* [EXERCISE BRIEF]
The expected answer is the data below, retyped exactly.

(Collected data)
=== Section Start ===
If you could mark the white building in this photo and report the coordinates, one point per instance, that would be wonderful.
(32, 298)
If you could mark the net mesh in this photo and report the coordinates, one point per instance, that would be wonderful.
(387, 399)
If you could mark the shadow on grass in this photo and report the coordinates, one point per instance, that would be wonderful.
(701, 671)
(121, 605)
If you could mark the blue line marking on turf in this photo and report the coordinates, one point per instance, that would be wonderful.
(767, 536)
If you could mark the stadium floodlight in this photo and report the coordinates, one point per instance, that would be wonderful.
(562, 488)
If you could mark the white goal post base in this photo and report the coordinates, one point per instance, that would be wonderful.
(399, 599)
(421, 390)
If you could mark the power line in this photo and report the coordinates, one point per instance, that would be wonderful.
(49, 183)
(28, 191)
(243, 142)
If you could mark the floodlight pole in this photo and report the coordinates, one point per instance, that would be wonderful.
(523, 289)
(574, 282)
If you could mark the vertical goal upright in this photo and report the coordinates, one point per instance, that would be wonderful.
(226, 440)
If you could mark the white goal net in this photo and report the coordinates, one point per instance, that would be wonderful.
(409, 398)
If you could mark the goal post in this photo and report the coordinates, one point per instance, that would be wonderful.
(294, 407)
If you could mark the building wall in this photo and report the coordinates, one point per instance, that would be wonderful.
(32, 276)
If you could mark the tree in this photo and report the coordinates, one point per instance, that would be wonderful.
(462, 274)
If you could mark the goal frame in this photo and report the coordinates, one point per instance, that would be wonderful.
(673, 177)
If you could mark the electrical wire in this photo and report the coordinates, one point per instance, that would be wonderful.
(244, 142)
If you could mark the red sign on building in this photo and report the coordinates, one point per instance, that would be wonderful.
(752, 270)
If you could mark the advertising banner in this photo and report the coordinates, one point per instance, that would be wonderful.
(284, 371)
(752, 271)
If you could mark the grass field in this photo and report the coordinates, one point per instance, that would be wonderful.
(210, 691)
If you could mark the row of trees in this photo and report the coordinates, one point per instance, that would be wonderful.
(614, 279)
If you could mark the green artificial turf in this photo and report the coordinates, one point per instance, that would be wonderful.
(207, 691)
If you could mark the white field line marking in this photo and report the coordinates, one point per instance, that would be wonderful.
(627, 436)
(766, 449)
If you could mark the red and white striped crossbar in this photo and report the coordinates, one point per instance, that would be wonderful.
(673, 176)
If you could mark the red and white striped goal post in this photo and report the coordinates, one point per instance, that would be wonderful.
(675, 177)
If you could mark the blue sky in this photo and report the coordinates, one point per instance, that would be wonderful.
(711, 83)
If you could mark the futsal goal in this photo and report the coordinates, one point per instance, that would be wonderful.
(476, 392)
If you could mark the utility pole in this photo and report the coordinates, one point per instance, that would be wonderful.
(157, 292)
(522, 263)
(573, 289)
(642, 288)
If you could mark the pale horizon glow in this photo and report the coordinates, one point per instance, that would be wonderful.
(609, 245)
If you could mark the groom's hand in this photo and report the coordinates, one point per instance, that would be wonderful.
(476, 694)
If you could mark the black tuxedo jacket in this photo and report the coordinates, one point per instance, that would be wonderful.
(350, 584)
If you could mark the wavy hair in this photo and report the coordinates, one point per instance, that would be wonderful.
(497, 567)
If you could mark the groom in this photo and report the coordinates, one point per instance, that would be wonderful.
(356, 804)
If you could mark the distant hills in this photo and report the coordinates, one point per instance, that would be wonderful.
=== Section End ===
* [YOUR SOLUTION]
If you could mark the white building in this photo and report the coordinates, one point per instance, that would be wonderful.
(32, 298)
If you could mark the net mesh in this photo and report the coordinates, one point per instance, that would be wonderful.
(387, 399)
If you could mark the shadow on grass in this photo and report the coordinates, one point per instance, that would be wonderful.
(701, 671)
(121, 605)
If you could mark the blue line marking on turf in this photo and report the coordinates, one point per instance, that would be wonderful.
(767, 536)
If you could mark the stadium floodlight in this photo and report the coordinates, one point per instance, that would be wonderful.
(562, 488)
If you could mark the white goal post base in this photo and report the coordinates, one point per instance, that would be wonderful.
(399, 599)
(421, 390)
If you could mark the power line in this photo and report the coordinates, one point per instance, that would be wonderful.
(49, 183)
(28, 191)
(243, 142)
If you could mark the floodlight pole in this photo and report the coordinates, one point per instance, that would be wonderful.
(523, 289)
(574, 282)
If you could mark the vertical goal upright in this photo and report the coordinates, one point per instance, that would be wonderful.
(226, 440)
If you could mark the white goal net in this photo and report the coordinates, one point per instance, that would be wonderful.
(409, 398)
If you could mark the goal post in this photo and report the coordinates, one point per instance, that would be wonderful.
(294, 407)
If you could mark the building wall in this photo and report the coordinates, one point per instance, that would be wonderful.
(32, 276)
If you could mark the tree in this photo and report the coordinates, one point per instance, that would be wonderful.
(462, 274)
If you could mark the goal frame in this photo and report the coordinates, one point per instance, that would be wonderful.
(673, 177)
If you could mark the electrical wire in this photo and report the coordinates, one point per instance, that would be wonderful.
(244, 142)
If you could mark the red sign on building in this photo and report the coordinates, one point per instance, that would be wonderful.
(752, 270)
If you could mark the advertising banner in this photo and report the coordinates, one point per instance, that would be wonderful.
(284, 371)
(752, 271)
If you could mark the grass field in this photo and report the coordinates, one point per instance, that would be wonderful.
(210, 691)
If you could mark the row of trees in this photo and report the coordinates, one point per instance, that would be wonderful.
(614, 279)
If you could mark the green artificial turf in this photo and report the coordinates, one point per instance, that would be wonderful.
(207, 691)
If you could mark the white field line marking in this photo and report the coordinates, one point per instance, that would be wonderful.
(627, 436)
(766, 449)
If you could mark the red and white striped crossbar in this photo and report the coordinates, one point per instance, that would be wonderful.
(673, 176)
If you could mark the red and white striped goal post in this photo and report the coordinates, one point per instance, that would be wonderful.
(675, 177)
If you could mark the blue sky in this photo and report the coordinates, one point per instance, that would be wonderful.
(711, 83)
If you could mark the futsal goal in this photo and report the coordinates, one point per instance, that would be wonderful.
(476, 392)
If you could mark the utility pole in this photo and report the coordinates, one point per instance, that would be wonderful.
(157, 292)
(522, 263)
(573, 289)
(642, 288)
If you could mark the pale horizon glow in this photo and report the coordinates, one point per instance, that would be wonderful.
(609, 245)
If you could mark the groom's hand in this photo and report the coordinates, one point per instance, that would be wonderful.
(476, 694)
If you could mark the black tuxedo jacket in this photo and report the coordinates, one point per instance, that would be wonderful.
(350, 584)
If you could mark the wavy hair in this photo and report the coordinates, one point per instance, that would be wonderful.
(497, 567)
If you could mark the groom in this photo and report the coordinates, one point per instance, that would be wonderful.
(356, 804)
If you could mark the distant hills in this photo and report the coordinates, one point per instance, that would be wonderful.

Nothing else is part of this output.